Records held in a dataset
*****
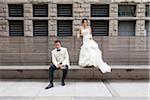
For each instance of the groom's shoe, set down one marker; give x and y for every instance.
(49, 86)
(63, 83)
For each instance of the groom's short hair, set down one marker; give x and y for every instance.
(56, 41)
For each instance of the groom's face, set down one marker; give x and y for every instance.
(57, 45)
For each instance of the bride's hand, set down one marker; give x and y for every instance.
(78, 35)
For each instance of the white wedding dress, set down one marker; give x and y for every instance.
(90, 54)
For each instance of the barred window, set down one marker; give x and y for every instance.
(40, 28)
(40, 10)
(99, 10)
(16, 28)
(127, 11)
(64, 10)
(147, 11)
(15, 10)
(100, 27)
(147, 28)
(64, 27)
(126, 28)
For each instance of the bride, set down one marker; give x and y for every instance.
(90, 54)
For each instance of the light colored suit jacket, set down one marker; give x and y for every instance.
(61, 56)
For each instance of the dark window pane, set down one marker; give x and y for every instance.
(64, 10)
(16, 28)
(127, 11)
(100, 10)
(147, 28)
(64, 28)
(40, 10)
(126, 28)
(40, 28)
(15, 10)
(147, 13)
(100, 27)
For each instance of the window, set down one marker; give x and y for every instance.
(64, 10)
(127, 11)
(40, 10)
(15, 10)
(100, 27)
(40, 28)
(99, 10)
(126, 28)
(64, 28)
(147, 13)
(16, 28)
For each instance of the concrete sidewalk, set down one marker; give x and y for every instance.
(27, 89)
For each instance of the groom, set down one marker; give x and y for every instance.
(60, 60)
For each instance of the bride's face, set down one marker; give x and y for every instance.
(85, 23)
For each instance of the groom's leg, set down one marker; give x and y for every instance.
(64, 73)
(51, 72)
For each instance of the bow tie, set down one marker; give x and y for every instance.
(58, 50)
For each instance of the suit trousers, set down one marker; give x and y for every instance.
(53, 68)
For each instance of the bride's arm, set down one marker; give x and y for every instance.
(91, 37)
(79, 34)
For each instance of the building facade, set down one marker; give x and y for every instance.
(29, 27)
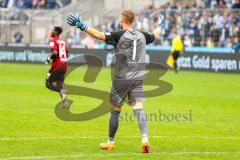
*****
Direction
Can you arrange all of the data above as a numbered list with blank lines dropped? Keep the pictures out of your answer.

Answer
1. For each instance of the groom's shoe, set down one marker; give x and y for every instance.
2. (49, 86)
3. (63, 83)
4. For each instance of the groom's short hair, set down one marker; give x and y for every instance.
5. (56, 41)
6. For each instance of the groom's face, set down one marker; give x and y for every instance.
7. (57, 45)
8. For each instance of the bride's hand, set down one marker; give x and y for every instance.
9. (78, 35)
10. For each instance of the white wedding dress, set down one marker; give x and y for every instance.
11. (90, 54)
12. For each instance of the barred window, set down one marker; give x and y for every instance.
13. (40, 28)
14. (40, 10)
15. (99, 10)
16. (16, 28)
17. (127, 11)
18. (64, 10)
19. (147, 11)
20. (15, 10)
21. (100, 27)
22. (147, 28)
23. (64, 27)
24. (126, 28)
25. For each instance of the bride, set down one marker; give x and y for every instance.
26. (90, 54)
27. For each instance of the light colored suit jacket, set down one marker; give x and y for every instance.
28. (61, 56)
29. For each instance of the dark window pane, set down one marker; give x and y for every instance.
30. (64, 10)
31. (16, 28)
32. (127, 11)
33. (100, 10)
34. (147, 28)
35. (64, 28)
36. (40, 10)
37. (126, 28)
38. (40, 28)
39. (15, 10)
40. (147, 13)
41. (100, 27)
42. For each instance of the window, set down one marker; give x and y for every instance.
43. (64, 10)
44. (127, 11)
45. (40, 10)
46. (15, 10)
47. (100, 27)
48. (40, 28)
49. (99, 10)
50. (126, 28)
51. (64, 28)
52. (147, 13)
53. (16, 28)
54. For each instance of the concrete sidewalk, set down one marker; give x and y for every instance.
55. (27, 89)
56. For each instance of the groom, set down one marker; give x and y for every instance.
57. (60, 60)
58. For each instance of the bride's face, set down one marker; give x and y for every instance.
59. (85, 23)
60. For each instance of the groom's leg, set down one marker; give x and y for every instance.
61. (64, 73)
62. (51, 72)
63. For each instance of the bow tie, set down one marker; give x and y for every instance.
64. (58, 50)
65. For each instance of the suit trousers, set down one marker; give x and y for every instance.
66. (53, 68)
67. For each instance of the bride's arm, set down one marker; give x and y for every instance.
68. (91, 37)
69. (79, 34)
70. For each instance of the building facade, set down one marker; give x and y for every instance.
71. (29, 27)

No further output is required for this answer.